{
 "cells": [
  {
   "cell_type": "markdown",
   "metadata": {},
   "source": [
    "# Get all MP oxide CIFs"
   ]
  },
  {
   "cell_type": "markdown",
   "metadata": {},
   "source": [
    "This notebook walks through a use case of getting a property (in this case, a material's structure in CIF format) for tens of thousands of materials in the MP database for offline analysis. Two helpful ideas presented here are to (1) chunk your API requests and (2) save the IDs for materials you have so that incremental updates to your offline collection can be done efficiently.\n",
    "\n",
    "It is assumed that you have an MP API key set as your \"MAPI_KEY\" environment variable. If not, be sure to paste in your API key as a string argument to the `MPRester()` call in the first cell below."
   ]
  },
  {
   "cell_type": "code",
   "execution_count": 1,
   "metadata": {
    "collapsed": true
   },
   "outputs": [],
   "source": [
    "import json\n",
    "from itertools import izip_longest\n",
    "\n",
    "# An optional utility to display a progress bar\n",
    "# for long-running loops. `pip install tqdm`.\n",
    "from tqdm import tqdm\n",
    "\n",
    "from pymatgen.ext.matproj import MPRester\n",
    "\n",
    "mpr = MPRester()"
   ]
  },
  {
   "cell_type": "code",
   "execution_count": 2,
   "metadata": {
    "collapsed": true
   },
   "outputs": [],
   "source": [
    "entries = mpr.query({\"elements\": \"O\", \"nelements\": {\"$gte\": 2}}, [\"material_id\"])\n",
    "oxide_mp_ids = [e['material_id'] for e in entries]"

· · ·

Pick up the MP oxide CIF notebook right after the line that builds `oxide_mp_ids` and carry it on from there.

· · ·

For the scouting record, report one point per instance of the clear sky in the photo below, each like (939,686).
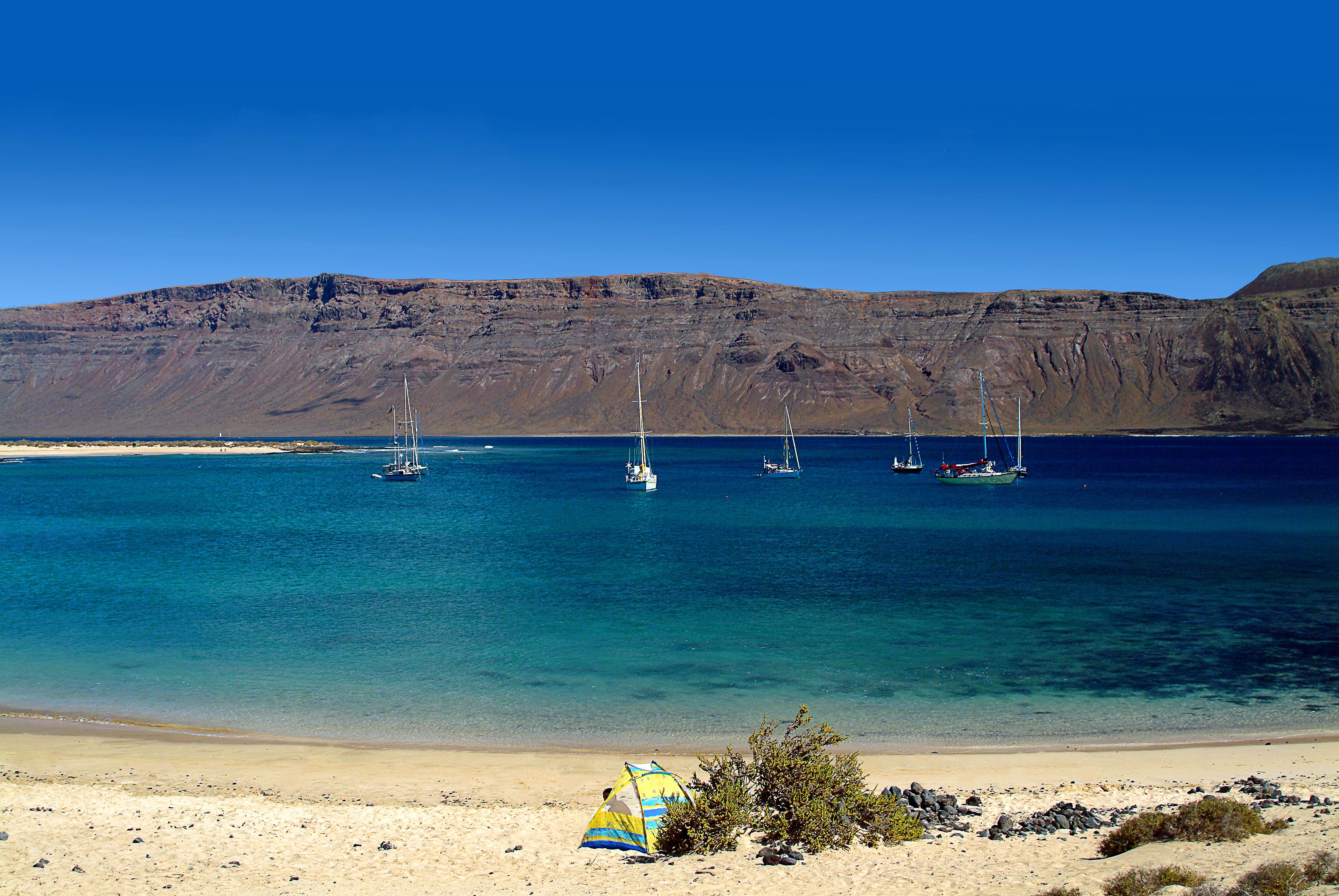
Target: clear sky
(1160,146)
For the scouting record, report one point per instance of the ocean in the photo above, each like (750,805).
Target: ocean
(1131,590)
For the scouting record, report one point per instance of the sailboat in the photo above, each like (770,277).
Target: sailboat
(1018,468)
(981,472)
(407,445)
(914,463)
(639,477)
(784,471)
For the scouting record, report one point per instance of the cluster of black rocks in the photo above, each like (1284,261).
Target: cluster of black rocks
(1270,793)
(1061,819)
(782,855)
(938,811)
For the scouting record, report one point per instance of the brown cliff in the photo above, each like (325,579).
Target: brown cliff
(323,357)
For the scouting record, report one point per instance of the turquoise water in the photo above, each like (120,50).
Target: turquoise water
(1129,590)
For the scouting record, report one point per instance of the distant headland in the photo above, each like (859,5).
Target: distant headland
(322,355)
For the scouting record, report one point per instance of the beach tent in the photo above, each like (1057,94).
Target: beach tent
(630,818)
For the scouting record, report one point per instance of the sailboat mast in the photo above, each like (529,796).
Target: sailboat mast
(792,446)
(642,425)
(986,450)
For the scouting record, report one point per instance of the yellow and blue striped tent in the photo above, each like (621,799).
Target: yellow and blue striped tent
(630,818)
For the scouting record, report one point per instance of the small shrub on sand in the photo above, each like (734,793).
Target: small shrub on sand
(816,799)
(1212,820)
(1273,879)
(1208,820)
(1141,830)
(1141,882)
(792,791)
(720,813)
(1322,868)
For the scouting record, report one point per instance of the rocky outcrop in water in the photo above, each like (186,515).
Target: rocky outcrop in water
(326,355)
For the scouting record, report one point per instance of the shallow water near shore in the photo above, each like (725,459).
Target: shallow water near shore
(1128,591)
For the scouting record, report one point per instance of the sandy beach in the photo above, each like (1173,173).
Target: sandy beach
(228,815)
(130,450)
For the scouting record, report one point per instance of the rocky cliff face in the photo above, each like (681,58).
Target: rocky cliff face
(325,357)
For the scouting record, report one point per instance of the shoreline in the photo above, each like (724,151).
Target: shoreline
(22,721)
(26,449)
(116,813)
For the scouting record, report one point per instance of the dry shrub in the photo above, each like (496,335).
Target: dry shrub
(1214,820)
(1142,882)
(1141,830)
(1208,820)
(1273,879)
(1322,868)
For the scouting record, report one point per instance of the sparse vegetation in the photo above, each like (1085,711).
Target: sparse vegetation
(1141,830)
(792,791)
(1273,879)
(1322,868)
(1208,820)
(1141,882)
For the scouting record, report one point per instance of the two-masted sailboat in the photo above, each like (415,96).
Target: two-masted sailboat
(789,467)
(914,463)
(979,472)
(639,477)
(406,444)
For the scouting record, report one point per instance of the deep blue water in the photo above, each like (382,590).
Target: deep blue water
(1129,590)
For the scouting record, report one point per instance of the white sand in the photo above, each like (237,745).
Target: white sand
(128,450)
(296,811)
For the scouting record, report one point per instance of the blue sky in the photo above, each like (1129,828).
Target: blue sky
(1168,148)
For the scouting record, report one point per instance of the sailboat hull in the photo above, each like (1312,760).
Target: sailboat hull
(979,479)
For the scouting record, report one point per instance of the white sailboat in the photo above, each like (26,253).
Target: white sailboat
(981,472)
(639,477)
(406,444)
(1018,468)
(914,463)
(784,471)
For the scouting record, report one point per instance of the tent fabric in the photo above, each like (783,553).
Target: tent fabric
(630,818)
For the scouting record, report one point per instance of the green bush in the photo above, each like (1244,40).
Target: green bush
(1273,879)
(792,791)
(1141,882)
(1141,830)
(1212,820)
(1208,820)
(721,812)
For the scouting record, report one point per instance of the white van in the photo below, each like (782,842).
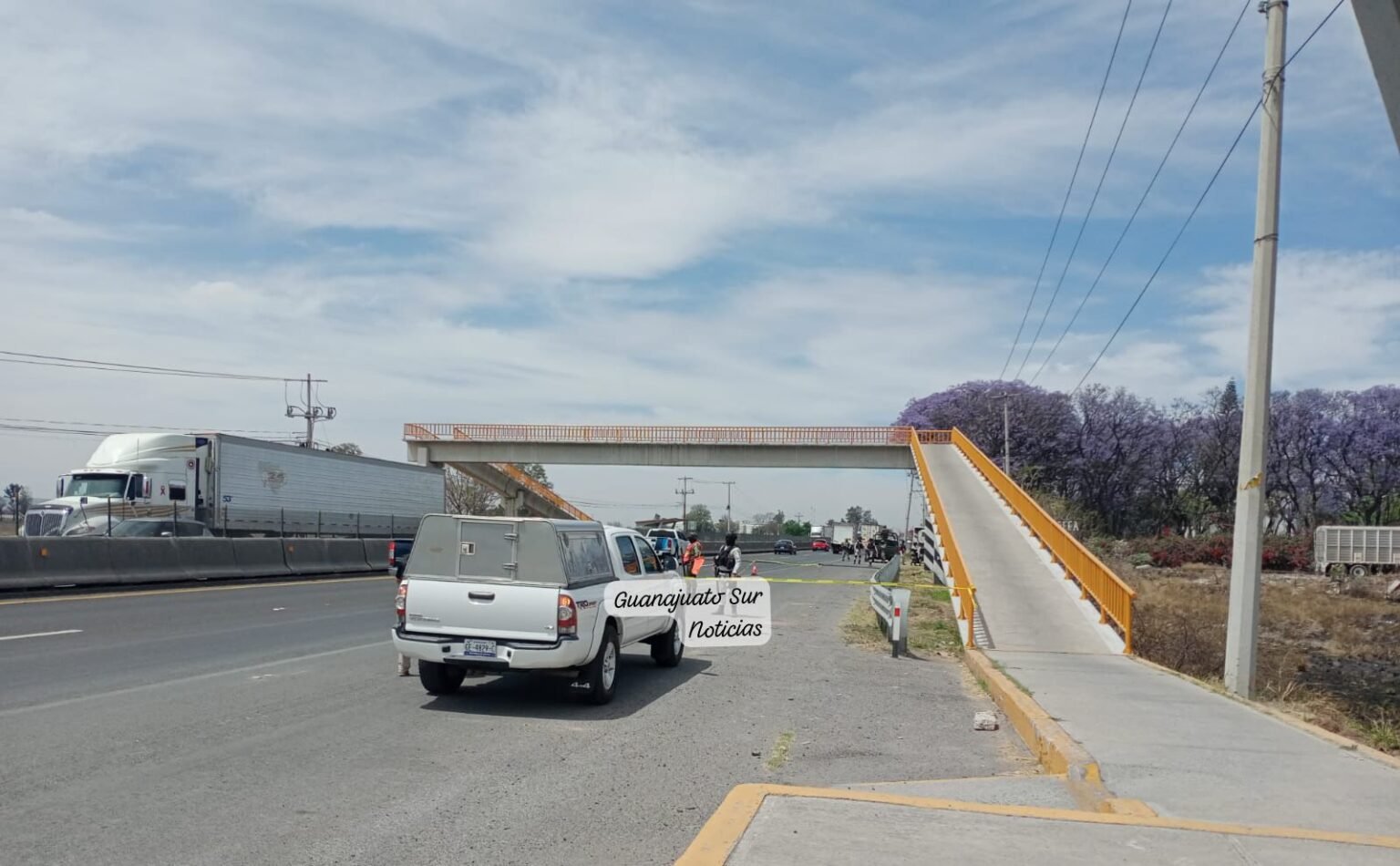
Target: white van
(503,594)
(666,541)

· · ·

Result of this task:
   ]
  },
  {
   "cell_type": "code",
   "execution_count": 3,
   "metadata": {},
   "outputs": [
    {
     "data": {
      "text/plain": [
       "38371"
      ]
     },
     "execution_count": 3,
     "metadata": {},
     "output_type": "execute_result"
    }
   ],
   "source": [
    "len(oxide_mp_ids)"
   ]
  },
  {
   "cell_type": "code",
   "execution_count": 4,
   "metadata": {
    "collapsed": true
   },
   "outputs": [],
   "source": [
    "# A utility function to \"chunk\" our queries\n",
    "\n",
    "def grouper(iterable, n, fillvalue=None):\n",
    "    \"Collect data into fixed-length chunks or blocks\"\n",
    "    # grouper('ABCDEFG', 3, 'x') --> ABC DEF Gxx\n",
    "    args = [iter(iterable)] * n\n",
    "    return izip_longest(fillvalue=fillvalue, *args)"
   ]
  },
  {
   "cell_type": "code",
   "execution_count": 5,
   "metadata": {},
   "outputs": [
    {
     "name": "stderr",
     "output_type": "stream",
     "text": [
      "100%|██████████| 39/39 [00:20<00:00,  1.97it/s]\n"
     ]
    }
   ],
   "source": [
    "data = []\n",
    "mpid_groups = [g for g in grouper(oxide_mp_ids, 1000)]\n",
    "for group in tqdm(mpid_groups):\n",
    "    # The last group may have fewer than 1000 actual ids,\n",
    "    # so filter the `None`s out.\n",
    "    mpid_list = filter(None, group)\n",
    "    entries = mpr.query({\"material_id\": {\"$in\": mpid_list}}, [\"material_id\", \"cif\"])\n",
    "    data.extend(entries)"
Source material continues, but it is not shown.